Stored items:
Content starts

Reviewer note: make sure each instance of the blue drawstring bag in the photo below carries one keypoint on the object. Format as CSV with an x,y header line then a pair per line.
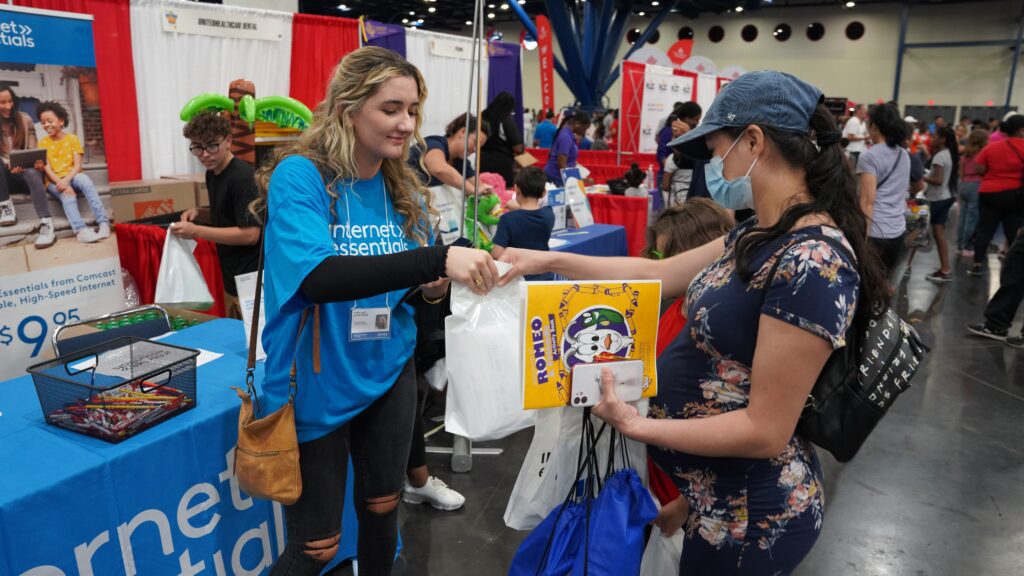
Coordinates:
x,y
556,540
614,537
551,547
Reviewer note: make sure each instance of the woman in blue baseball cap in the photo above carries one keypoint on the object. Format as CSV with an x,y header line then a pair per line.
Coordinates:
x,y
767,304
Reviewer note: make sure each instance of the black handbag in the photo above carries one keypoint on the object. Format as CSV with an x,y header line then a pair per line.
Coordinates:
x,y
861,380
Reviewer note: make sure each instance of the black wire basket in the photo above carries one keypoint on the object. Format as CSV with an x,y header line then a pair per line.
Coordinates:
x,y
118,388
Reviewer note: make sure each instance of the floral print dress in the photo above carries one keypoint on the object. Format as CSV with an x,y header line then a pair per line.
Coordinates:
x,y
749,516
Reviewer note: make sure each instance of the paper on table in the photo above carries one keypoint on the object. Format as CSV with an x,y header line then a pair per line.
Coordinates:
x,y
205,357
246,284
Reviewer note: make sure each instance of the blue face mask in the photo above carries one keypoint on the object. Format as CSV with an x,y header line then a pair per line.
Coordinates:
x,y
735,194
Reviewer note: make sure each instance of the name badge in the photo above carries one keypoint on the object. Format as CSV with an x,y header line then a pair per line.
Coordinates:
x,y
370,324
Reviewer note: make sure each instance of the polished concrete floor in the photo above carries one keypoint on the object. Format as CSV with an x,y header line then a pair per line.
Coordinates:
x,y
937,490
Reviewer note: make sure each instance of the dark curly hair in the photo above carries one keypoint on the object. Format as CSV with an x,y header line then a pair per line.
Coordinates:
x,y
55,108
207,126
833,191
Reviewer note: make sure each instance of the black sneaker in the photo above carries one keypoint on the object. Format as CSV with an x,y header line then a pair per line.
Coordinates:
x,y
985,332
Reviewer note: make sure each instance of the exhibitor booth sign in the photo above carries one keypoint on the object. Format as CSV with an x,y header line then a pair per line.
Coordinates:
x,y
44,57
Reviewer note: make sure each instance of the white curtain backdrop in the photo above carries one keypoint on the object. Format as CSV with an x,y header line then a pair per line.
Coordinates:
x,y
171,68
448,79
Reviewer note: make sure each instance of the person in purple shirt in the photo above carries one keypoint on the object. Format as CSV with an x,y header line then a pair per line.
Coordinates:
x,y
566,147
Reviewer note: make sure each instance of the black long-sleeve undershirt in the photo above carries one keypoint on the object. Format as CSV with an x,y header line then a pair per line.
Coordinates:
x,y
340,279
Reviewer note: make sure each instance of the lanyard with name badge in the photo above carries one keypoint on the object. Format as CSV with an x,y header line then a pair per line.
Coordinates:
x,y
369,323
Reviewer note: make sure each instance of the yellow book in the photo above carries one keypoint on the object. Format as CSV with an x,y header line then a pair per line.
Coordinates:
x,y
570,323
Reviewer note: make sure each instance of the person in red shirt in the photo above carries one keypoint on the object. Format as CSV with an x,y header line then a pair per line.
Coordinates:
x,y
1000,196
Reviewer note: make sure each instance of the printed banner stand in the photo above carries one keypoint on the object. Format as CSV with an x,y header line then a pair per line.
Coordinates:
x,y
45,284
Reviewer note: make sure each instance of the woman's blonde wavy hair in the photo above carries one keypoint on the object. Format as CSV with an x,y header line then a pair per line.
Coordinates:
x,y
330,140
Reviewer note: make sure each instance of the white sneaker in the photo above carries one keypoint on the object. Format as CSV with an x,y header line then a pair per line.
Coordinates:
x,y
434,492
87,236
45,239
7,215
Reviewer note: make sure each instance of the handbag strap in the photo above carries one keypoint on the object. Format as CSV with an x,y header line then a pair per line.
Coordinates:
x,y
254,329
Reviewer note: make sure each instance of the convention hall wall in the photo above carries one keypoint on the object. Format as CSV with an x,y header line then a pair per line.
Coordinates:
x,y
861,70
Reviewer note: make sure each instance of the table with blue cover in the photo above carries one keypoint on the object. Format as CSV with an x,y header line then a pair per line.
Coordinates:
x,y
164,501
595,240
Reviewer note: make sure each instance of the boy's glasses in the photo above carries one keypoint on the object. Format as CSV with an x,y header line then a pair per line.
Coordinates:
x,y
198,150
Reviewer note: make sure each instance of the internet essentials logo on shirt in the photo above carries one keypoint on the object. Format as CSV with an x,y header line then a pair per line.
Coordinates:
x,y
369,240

Content ends

Action item:
Among the lines above, which contain the word "woman"? Copy every one.

Output of the exercise:
Reviewer note: make sure each instance of the woman in blue baseball cap in the photo above carries one keypoint on the object. Format as CSV with an x,y header line then a pair per line.
Reviewer note: make sure each instance of the woman's blonde wavy hair in the photo above carries one keypoint on the object. Format as CSV with an x,y header line then a pair per line.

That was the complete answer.